• _Data entries_
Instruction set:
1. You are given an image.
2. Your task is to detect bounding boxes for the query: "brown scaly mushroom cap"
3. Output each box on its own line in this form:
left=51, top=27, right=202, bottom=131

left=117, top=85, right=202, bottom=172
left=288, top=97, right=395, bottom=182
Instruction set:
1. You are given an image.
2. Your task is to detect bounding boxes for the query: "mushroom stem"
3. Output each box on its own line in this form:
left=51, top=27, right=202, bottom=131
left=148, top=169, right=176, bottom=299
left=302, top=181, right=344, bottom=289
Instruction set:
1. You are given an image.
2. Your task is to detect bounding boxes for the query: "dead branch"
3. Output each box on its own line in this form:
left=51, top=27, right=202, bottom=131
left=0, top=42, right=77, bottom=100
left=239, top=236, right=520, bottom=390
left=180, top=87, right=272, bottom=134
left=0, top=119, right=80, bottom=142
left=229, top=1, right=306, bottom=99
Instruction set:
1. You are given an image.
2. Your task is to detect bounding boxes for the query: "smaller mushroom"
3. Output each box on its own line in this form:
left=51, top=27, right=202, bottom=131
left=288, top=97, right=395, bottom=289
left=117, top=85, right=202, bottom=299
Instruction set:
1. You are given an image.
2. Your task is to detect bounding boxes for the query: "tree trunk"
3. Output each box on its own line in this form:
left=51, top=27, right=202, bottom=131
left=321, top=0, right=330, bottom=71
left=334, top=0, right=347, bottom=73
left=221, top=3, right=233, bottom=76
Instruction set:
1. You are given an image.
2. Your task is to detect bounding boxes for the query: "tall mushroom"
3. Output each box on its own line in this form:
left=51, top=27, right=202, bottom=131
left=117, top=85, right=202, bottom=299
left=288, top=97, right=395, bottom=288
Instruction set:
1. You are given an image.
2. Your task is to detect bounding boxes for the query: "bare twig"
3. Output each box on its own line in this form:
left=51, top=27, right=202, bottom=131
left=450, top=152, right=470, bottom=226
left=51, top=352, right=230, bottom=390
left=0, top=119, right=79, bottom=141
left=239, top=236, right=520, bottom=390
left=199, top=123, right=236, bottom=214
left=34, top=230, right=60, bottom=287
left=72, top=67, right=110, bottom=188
* * *
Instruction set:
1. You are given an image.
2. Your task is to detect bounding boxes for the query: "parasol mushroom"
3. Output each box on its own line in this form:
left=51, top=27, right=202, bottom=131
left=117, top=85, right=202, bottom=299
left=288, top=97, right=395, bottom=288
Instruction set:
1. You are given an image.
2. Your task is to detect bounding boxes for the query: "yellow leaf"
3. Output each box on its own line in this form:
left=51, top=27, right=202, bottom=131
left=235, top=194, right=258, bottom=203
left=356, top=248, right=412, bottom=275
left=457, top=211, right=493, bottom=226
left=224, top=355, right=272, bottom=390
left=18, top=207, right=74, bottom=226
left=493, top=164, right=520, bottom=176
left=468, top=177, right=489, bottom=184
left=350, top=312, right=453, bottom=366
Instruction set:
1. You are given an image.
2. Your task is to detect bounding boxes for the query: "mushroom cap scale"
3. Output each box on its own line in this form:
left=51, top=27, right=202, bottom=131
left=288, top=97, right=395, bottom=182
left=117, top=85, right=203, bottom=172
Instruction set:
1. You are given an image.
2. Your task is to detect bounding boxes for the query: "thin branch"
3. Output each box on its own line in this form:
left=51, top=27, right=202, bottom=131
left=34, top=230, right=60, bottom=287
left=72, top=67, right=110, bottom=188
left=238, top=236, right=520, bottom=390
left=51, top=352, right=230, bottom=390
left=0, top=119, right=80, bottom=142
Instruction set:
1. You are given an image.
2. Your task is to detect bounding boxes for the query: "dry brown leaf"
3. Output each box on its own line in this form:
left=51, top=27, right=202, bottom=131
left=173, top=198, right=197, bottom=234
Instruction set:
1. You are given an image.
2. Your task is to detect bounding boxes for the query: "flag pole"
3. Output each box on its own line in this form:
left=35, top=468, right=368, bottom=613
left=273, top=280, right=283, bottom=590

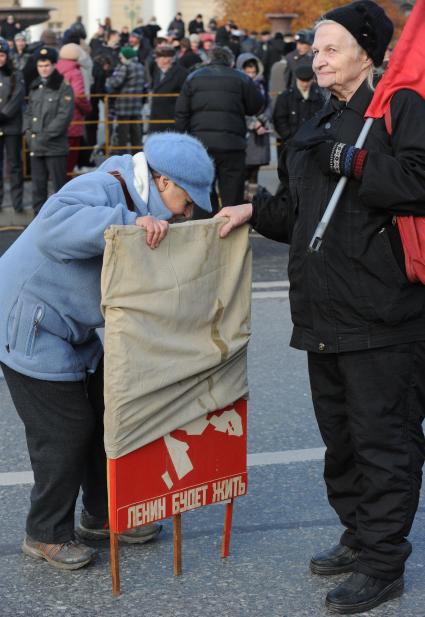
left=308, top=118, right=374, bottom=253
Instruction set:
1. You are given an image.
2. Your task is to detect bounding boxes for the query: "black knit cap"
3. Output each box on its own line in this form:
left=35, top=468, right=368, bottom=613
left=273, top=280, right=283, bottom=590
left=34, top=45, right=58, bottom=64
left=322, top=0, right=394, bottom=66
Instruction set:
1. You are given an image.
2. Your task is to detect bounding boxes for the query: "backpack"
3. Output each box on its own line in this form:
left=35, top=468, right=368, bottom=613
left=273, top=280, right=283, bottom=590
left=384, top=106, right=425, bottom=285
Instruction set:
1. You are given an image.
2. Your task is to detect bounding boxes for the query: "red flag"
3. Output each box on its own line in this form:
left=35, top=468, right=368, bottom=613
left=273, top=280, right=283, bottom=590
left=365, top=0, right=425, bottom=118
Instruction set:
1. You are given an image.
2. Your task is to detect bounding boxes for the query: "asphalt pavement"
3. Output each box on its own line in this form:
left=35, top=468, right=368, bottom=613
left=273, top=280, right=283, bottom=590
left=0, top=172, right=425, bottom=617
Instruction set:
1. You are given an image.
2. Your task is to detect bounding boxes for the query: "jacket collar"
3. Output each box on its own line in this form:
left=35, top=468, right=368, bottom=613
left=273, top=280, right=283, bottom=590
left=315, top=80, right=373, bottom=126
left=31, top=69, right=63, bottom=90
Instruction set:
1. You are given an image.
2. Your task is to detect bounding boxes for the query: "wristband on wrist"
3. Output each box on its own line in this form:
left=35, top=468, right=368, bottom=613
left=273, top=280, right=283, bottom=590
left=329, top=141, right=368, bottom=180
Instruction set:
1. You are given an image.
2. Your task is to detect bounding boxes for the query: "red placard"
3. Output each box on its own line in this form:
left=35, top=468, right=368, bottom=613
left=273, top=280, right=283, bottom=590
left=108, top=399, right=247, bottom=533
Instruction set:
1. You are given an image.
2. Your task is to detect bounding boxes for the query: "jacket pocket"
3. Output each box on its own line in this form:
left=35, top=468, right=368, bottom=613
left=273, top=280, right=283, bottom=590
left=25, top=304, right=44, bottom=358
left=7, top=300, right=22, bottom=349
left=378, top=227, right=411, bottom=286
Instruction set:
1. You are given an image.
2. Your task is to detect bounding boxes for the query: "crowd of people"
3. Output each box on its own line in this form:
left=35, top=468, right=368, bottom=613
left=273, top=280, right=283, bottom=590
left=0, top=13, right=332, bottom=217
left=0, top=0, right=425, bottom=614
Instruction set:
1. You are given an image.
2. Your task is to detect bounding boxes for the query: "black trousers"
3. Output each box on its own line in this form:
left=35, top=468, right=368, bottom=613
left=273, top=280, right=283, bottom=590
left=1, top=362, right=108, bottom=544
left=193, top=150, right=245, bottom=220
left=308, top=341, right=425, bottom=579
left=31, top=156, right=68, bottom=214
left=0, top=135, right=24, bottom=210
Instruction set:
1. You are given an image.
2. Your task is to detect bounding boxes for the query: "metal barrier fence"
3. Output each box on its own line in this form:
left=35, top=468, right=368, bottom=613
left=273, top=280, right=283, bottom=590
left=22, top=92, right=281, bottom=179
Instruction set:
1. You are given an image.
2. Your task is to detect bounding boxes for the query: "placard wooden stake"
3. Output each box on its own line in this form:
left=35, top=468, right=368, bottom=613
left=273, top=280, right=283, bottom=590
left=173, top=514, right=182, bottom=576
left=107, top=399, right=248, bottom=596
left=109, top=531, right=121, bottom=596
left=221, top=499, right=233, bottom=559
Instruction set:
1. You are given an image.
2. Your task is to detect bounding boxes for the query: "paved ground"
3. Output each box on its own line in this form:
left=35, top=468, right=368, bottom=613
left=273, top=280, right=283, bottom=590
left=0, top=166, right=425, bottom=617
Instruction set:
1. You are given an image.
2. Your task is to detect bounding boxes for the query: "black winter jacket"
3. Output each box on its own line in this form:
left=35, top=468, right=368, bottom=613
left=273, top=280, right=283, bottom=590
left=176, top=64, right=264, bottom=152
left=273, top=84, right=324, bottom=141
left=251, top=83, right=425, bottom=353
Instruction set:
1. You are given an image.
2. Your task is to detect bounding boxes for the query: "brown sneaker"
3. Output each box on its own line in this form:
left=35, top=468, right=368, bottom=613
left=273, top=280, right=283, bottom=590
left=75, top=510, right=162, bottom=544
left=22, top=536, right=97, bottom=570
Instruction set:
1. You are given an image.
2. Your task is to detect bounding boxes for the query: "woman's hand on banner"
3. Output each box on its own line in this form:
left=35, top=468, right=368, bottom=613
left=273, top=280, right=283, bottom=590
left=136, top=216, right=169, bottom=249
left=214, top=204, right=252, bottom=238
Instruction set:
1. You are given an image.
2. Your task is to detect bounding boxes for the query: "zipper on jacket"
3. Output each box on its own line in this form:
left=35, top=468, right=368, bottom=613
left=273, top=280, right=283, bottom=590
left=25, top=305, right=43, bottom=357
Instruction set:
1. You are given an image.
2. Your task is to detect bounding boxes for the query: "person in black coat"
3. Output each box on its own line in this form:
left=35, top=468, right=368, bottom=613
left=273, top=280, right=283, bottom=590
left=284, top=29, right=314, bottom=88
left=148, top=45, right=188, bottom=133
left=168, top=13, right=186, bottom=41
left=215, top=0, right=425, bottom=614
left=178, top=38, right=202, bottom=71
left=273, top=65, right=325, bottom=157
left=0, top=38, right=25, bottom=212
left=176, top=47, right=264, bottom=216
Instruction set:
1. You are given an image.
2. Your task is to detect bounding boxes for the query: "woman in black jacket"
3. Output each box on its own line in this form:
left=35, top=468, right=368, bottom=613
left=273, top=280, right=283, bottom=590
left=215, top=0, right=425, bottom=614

• _Brief_
Pick out each line in the entries above that contains the string "woman", and copy those lines.

• _Task answer_
2. Your task is to detect bounding boxes for the query: "woman's hand on banner"
2. Your task is to detect bounding boxes for the query: "woman in black jacket"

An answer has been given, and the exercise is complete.